[Work instructions] Please write what comes next in the interview with Father Jim Martin about his work on the film "Silence," picking up after its last sentence.

##### Passage #####

Father Jim Martin graduated from Wharton and worked for General Electric, but eventually decided to take the cloth. | Courtesy of Jim Martin

Credit: Bonnie Mendelson , Bonnie Mendelson

Father Jim Martin: Wharton graduate, Jesuit priest...and film consultant?

Martin, a 1982 Wharton graduate and former Daily Pennsylvanian cartoonist, has led an eclectic career since leaving Penn: a job in corporate finance for six years at General Electric, a life change to become a priest in the Jesuit order in 1999 and now, a consultant on director Martin Scorsese’s passion project, the film “Silence,” starring Liam Neeson and Andrew Garfield. On Tuesday, Martin premiered the film in a special screening at the Vatican.

Scorsese, who for a long time has wrestled with his devout Catholic upbringing, based the film on the 1966 novel of the same name by Japanese author Shusaku Endo. It tells the story of two Jesuit missionaries in Japan during the country’s isolationist period when Catholics were persecuted and tortured for their faith.

The DP exchanged emails with Martin, who has been in Rome to premiere the film, to learn more about his experience working with Scorsese and his own spiritual growth since Penn.

DP: In general, how was working with and advising Martin Scorsese? Perhaps what was the capacity in which you consulted him? Was there a spiritual conversation or was it more consulting on technical aspects?

JM: It was a deeply moving experience. In essence, I helped in a few areas: First discussing with Mr. Scorsese and his co-screenwriter, Jay Cocks, the script in various stages. They were very open to my suggestions about how to make it more faithful to what a Jesuit would say and do in particular situations. And the conversations were both technical (how would someone celebrate Mass, for example), but also more spiritual (what a Jesuit’s response be to a period of spiritual silence might be.) Second, helping the actors, especially Andrew Garfield, whom I led through what we call the Spiritual Exercises, an intensive program of prayer and meditation, which took over six months.

##### Excerpted records #####

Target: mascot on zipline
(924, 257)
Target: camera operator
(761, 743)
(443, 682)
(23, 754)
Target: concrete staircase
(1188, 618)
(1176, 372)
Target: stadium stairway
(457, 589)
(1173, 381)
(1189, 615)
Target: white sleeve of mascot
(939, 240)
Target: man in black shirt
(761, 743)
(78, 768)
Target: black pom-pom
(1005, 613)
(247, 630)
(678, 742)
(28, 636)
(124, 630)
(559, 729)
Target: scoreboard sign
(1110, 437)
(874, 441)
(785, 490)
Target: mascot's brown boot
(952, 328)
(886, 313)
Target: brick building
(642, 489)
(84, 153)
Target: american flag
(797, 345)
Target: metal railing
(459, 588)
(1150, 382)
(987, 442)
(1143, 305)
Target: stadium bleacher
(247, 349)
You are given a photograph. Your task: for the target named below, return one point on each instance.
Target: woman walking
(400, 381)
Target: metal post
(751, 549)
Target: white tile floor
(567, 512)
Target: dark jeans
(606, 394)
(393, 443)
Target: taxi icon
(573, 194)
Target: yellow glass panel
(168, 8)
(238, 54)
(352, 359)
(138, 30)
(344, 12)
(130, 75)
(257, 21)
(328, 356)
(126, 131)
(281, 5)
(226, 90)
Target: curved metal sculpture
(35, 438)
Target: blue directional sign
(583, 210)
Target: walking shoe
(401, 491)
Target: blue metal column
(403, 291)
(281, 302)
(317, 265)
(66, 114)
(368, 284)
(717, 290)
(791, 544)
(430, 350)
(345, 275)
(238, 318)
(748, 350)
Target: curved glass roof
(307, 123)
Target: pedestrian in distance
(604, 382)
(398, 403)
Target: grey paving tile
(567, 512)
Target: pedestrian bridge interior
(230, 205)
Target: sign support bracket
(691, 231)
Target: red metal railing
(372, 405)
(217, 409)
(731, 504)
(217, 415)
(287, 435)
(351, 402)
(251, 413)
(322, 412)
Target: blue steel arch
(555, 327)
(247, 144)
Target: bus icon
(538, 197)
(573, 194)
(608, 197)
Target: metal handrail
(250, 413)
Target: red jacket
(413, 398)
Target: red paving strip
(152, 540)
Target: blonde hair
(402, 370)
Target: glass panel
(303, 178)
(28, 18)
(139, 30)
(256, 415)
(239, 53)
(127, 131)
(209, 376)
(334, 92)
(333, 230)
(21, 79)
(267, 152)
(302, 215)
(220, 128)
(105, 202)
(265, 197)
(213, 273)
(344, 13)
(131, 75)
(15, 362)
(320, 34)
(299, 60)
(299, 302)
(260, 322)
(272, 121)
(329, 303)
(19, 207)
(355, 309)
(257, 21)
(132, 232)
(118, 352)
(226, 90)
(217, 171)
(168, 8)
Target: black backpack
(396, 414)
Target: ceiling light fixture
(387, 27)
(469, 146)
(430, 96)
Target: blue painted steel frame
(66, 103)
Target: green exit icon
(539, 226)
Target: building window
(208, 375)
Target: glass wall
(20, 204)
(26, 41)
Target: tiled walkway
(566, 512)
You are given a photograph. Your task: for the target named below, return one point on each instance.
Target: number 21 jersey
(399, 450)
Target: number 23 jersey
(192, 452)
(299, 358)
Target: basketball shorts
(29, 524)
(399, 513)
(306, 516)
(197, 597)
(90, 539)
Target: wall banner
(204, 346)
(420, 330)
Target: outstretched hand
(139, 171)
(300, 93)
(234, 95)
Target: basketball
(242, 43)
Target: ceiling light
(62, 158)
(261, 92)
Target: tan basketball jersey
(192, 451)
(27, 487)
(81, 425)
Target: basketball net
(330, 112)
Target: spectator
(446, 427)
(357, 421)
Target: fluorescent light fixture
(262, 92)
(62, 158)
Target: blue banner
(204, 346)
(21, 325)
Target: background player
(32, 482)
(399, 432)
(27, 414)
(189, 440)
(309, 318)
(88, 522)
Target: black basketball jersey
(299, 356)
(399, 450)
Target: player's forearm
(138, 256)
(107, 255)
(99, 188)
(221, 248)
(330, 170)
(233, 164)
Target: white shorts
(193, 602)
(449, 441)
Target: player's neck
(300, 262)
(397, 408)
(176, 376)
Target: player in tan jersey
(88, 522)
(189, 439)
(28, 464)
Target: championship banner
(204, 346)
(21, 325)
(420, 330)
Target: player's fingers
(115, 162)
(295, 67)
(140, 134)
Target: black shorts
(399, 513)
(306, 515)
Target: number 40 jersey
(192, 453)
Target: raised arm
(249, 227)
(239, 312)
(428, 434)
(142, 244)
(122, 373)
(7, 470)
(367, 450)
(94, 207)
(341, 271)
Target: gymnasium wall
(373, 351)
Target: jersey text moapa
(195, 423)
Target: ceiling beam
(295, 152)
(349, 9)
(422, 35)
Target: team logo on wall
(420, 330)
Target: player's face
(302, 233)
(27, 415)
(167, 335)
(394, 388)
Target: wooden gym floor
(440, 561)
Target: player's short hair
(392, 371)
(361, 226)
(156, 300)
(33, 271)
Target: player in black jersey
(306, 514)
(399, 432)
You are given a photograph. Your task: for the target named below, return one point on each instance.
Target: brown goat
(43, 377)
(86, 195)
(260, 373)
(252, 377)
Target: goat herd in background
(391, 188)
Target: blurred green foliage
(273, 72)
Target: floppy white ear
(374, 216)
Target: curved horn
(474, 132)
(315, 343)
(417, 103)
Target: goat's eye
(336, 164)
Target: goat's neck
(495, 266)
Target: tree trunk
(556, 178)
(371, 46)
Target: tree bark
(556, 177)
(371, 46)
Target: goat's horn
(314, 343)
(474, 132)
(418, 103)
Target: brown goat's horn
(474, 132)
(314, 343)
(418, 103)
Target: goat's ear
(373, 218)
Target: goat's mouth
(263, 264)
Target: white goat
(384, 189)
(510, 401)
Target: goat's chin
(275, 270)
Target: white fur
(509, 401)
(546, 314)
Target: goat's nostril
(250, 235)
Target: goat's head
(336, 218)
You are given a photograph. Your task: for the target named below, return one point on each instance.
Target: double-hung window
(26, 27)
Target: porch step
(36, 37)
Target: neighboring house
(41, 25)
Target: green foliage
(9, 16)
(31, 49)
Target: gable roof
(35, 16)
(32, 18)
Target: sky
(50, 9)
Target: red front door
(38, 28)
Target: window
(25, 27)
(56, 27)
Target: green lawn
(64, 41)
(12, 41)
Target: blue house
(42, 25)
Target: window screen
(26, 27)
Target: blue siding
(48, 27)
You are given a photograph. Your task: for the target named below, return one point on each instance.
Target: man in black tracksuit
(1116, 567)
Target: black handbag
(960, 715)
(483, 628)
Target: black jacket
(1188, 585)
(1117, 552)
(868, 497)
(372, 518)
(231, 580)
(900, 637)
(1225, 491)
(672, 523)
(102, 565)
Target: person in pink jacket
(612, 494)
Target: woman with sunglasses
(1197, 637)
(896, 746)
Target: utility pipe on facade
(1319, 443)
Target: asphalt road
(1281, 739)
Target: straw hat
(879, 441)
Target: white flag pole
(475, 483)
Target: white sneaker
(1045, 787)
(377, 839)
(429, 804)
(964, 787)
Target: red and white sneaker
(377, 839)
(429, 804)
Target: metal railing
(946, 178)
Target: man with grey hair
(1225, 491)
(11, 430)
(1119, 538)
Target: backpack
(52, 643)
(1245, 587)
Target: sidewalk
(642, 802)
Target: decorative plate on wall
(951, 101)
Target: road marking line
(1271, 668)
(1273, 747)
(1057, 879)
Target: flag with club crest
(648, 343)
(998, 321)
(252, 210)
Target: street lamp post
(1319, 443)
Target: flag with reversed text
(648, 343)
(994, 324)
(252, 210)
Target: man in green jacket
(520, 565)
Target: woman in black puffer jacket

#####

[Reply]
DP: More personally, what defined your transition from man of the suit to man of the cloth? What sparked it and made the Jesuit order stand out?

JM: Well, I had gone to Wharton as an undergrad and then took a job at GE in New York. Wharton is, needless to say, an excellent school, and GE was a great place to work, but eventually I discovered that I was in the wrong place. One day I came upon a TV documentary about the Trappist monk Thomas Merton, and that prompted me to think about religious orders. Then a chance remark from a priest led me to the Jesuits. And what I liked most about them was the variety of their ministries: you have Jesuit scholars, pastors, physicians, social workers, and on and on. That appealed to my sense of adventure.

DP: The stereotypes of Wharton as a place that worships money abound — do you find them accurate?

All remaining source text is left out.